▶ [Exercise brief] Return the listing from its first line through the line that holds "[491,156,529,252]", both included, copying each line without any change.

>>

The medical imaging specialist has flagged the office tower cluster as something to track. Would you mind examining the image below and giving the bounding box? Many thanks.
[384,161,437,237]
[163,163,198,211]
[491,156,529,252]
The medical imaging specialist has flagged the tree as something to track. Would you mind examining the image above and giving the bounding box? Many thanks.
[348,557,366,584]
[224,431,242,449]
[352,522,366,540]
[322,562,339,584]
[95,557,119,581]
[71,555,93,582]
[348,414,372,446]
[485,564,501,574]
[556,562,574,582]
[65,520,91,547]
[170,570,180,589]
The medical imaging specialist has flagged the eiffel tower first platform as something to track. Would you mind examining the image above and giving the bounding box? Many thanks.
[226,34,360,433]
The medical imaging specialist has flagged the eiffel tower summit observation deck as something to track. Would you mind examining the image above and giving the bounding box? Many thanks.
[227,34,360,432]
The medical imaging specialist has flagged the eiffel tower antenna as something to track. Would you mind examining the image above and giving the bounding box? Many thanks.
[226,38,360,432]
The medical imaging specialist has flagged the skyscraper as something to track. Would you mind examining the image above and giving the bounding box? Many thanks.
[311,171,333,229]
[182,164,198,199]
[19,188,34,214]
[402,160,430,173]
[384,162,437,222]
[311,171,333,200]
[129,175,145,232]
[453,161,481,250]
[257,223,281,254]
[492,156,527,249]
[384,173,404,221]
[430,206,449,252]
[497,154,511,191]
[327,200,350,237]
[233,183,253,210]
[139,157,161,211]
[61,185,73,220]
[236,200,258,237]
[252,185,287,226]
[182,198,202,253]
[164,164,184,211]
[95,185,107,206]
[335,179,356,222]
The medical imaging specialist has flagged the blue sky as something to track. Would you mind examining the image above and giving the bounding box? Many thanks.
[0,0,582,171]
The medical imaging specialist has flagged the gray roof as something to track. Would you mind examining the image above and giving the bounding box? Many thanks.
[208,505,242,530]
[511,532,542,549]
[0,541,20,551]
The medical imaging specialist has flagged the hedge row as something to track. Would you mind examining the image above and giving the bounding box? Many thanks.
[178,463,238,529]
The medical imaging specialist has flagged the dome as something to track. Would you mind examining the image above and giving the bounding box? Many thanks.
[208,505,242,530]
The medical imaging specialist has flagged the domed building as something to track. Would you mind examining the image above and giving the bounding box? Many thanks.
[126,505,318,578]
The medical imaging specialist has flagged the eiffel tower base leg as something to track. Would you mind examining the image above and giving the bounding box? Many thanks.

<<

▶ [Task result]
The medical imaging specialist has flagged the office tower cluster as something to track. Would you mind examining the image below and giving the bounding box? Many thanks.
[384,161,437,237]
[163,163,198,211]
[491,156,529,252]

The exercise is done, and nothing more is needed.